## Records for processing
+--
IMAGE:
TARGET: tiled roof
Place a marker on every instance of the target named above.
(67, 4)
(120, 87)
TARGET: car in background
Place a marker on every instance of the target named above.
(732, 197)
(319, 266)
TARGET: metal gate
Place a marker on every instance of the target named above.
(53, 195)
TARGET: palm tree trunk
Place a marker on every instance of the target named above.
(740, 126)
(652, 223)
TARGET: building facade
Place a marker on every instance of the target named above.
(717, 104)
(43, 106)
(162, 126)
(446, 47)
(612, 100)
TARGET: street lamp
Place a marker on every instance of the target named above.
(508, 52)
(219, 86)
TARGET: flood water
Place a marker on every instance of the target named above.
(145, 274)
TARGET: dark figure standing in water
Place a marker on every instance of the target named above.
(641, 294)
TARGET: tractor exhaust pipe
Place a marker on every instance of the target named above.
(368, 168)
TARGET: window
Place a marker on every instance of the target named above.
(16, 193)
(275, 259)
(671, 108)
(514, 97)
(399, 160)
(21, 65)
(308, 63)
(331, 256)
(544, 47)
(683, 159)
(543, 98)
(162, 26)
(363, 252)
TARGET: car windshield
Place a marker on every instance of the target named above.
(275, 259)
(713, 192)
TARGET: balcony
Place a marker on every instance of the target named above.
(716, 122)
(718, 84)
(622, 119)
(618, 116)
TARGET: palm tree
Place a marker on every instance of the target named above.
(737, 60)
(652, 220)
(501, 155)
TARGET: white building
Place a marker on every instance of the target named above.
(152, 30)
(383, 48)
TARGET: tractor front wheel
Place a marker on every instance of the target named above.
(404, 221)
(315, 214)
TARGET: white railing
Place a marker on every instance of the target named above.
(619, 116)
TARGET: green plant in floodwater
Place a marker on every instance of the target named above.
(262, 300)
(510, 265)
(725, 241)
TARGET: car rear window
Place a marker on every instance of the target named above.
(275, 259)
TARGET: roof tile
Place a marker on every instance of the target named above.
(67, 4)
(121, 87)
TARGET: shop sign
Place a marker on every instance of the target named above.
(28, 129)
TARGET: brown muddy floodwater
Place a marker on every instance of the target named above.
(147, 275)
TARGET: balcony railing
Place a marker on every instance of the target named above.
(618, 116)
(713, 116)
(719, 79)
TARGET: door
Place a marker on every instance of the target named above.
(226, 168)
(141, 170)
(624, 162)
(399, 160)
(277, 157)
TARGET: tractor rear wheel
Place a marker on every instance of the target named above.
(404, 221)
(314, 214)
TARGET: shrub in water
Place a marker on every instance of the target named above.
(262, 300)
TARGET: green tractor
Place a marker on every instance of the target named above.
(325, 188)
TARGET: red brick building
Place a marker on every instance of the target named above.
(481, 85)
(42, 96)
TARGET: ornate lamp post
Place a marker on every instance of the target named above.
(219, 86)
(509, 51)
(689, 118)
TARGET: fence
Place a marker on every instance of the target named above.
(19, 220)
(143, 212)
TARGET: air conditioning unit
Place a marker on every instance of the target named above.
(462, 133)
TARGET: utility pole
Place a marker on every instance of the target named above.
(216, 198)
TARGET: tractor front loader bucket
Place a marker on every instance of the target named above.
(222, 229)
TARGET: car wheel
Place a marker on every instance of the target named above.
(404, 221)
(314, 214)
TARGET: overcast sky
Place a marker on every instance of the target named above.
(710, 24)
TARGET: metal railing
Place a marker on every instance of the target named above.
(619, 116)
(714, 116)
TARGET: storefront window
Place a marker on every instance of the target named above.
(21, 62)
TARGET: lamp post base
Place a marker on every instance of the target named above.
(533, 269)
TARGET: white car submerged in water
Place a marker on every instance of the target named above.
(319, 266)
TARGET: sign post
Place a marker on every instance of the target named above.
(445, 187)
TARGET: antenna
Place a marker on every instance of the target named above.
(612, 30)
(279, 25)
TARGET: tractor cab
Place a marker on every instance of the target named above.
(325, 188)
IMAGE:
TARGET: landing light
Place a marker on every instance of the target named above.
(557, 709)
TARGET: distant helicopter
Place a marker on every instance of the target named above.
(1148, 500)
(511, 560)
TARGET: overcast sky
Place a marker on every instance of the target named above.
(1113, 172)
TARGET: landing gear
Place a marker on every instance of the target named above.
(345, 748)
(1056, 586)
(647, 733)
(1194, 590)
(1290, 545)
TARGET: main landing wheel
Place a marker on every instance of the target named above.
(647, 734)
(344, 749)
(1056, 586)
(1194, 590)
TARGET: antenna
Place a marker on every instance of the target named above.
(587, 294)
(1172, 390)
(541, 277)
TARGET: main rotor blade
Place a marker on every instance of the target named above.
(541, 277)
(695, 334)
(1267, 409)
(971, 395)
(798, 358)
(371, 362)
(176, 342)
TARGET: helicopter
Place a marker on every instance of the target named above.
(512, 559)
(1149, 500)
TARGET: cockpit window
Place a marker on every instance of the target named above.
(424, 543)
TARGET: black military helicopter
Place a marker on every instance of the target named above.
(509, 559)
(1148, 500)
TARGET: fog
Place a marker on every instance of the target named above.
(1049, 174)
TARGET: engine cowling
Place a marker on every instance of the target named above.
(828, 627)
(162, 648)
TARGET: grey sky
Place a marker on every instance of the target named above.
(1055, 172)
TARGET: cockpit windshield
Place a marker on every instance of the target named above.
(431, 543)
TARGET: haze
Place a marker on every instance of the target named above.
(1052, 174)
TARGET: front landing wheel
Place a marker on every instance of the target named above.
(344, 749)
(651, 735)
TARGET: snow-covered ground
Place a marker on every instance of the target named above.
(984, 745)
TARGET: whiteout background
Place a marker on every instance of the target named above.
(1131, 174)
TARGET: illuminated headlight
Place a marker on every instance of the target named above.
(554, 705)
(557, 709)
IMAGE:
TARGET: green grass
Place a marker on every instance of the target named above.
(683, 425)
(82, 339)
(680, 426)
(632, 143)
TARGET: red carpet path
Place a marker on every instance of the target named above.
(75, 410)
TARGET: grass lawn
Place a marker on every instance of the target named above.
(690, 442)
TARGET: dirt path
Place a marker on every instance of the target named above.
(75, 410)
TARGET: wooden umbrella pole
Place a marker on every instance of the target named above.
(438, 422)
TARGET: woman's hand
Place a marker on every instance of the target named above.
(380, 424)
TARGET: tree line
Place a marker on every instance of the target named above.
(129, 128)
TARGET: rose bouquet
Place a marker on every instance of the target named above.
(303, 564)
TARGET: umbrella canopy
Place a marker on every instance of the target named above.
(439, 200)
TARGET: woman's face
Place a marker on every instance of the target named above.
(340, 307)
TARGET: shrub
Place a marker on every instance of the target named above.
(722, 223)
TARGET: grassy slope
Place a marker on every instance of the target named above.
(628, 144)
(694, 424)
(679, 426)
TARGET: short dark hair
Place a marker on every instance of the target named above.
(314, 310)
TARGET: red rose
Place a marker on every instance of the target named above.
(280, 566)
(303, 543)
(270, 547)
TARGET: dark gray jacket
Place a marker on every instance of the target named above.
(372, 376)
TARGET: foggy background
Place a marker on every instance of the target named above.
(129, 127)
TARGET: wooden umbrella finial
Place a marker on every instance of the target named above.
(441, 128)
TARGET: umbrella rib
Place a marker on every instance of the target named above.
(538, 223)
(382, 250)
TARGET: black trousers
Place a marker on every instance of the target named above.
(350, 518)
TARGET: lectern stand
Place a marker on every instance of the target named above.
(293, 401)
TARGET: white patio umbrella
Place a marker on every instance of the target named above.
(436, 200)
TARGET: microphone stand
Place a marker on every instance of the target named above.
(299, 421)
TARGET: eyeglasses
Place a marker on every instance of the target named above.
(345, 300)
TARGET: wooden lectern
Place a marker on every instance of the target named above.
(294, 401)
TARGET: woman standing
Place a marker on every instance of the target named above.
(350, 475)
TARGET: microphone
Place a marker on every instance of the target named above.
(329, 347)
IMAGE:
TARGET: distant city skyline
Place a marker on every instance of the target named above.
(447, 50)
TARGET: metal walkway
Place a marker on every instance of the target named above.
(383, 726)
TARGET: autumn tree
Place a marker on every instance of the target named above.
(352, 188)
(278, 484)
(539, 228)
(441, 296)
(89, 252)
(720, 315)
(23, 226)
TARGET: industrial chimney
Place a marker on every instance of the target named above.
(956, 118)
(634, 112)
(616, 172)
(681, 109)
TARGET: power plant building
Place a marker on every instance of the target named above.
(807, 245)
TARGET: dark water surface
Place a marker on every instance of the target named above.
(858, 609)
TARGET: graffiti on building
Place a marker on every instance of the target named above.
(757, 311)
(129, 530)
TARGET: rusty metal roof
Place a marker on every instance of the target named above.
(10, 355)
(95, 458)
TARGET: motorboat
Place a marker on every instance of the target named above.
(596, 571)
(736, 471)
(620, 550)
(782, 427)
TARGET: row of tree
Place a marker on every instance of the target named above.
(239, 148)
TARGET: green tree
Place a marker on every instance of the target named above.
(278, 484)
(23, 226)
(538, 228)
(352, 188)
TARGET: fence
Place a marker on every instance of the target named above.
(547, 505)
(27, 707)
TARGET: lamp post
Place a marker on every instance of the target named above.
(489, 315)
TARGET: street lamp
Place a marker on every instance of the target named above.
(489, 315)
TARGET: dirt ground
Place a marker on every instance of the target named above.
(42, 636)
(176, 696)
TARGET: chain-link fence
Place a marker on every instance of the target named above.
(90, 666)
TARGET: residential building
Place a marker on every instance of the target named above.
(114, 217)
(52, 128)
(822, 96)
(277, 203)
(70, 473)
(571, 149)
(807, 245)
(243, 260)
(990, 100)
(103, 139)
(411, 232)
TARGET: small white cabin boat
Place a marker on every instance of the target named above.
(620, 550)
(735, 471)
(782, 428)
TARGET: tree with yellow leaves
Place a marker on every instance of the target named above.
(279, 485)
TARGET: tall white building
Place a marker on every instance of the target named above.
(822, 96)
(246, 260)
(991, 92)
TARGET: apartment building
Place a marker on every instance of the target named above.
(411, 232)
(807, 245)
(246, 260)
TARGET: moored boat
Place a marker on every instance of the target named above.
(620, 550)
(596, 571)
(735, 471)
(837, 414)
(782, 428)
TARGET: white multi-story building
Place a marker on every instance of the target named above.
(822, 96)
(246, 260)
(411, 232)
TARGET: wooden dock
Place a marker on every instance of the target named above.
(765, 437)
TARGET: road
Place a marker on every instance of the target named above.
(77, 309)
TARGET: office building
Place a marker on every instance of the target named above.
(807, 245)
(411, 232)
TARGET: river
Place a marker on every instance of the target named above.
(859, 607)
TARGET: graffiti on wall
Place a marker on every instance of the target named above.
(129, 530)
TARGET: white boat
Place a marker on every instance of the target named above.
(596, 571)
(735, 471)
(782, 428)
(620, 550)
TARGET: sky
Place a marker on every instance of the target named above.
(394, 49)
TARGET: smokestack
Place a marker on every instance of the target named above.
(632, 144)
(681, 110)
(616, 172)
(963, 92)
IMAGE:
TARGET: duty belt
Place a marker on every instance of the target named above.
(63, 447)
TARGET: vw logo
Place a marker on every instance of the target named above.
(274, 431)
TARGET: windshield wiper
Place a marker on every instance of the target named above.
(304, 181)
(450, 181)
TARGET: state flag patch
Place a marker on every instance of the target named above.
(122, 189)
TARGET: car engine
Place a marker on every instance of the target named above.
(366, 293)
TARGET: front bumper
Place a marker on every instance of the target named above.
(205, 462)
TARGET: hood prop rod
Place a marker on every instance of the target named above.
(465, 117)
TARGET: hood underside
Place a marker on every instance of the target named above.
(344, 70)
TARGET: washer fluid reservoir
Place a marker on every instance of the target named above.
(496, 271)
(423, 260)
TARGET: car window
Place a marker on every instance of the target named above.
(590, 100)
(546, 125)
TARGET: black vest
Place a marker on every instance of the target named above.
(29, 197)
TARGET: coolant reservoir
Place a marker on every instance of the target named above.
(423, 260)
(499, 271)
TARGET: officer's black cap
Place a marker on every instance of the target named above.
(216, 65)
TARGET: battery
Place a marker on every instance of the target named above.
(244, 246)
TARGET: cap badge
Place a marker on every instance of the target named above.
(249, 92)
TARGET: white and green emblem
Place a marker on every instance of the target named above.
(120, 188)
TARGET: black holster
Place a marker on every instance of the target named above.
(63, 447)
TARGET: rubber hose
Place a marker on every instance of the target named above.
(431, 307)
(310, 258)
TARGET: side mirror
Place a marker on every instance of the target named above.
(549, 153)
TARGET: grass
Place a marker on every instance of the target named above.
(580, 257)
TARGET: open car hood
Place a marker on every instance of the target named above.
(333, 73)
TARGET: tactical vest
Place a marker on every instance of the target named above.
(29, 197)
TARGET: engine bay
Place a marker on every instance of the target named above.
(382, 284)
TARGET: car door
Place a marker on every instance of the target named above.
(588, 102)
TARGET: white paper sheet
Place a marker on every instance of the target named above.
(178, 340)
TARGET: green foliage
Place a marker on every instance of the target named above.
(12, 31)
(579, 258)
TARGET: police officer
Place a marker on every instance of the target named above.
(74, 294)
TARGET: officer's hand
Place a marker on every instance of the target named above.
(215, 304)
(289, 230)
+--
## The problem
Repeat, character for character, the lines from the one that holds "TARGET: white and green emblem" to the final line of the material, inclusive, and no other lines.

## Task result
TARGET: white and green emblem
Place a marker on every instance of the target named above.
(120, 188)
TARGET: black holster
Place a marker on every instance of the target named above.
(63, 447)
TARGET: rubber hose
Place a marker on every instance of the target named above.
(431, 307)
(310, 258)
TARGET: side mirror
Place a marker on every instance of the target named above.
(549, 153)
TARGET: grass
Place a marker on every instance of the target named above.
(580, 257)
TARGET: open car hood
Place a marker on every instance of the target named above.
(333, 73)
TARGET: tactical vest
Place a marker on every instance of the target named above.
(29, 197)
TARGET: engine bay
Place a marker on every instance of the target named above.
(382, 284)
TARGET: car door
Place a marker on every instance of the target named above.
(588, 102)
TARGET: white paper sheet
Place a marker on every instance of the target named above.
(178, 340)
TARGET: green foliage
Place a marker on every instance of the target named above.
(12, 31)
(579, 258)
TARGET: police officer
Place a marker on every instance of the target named above.
(74, 294)
TARGET: officer's hand
Place a marker on every instance of the target named above.
(215, 304)
(289, 230)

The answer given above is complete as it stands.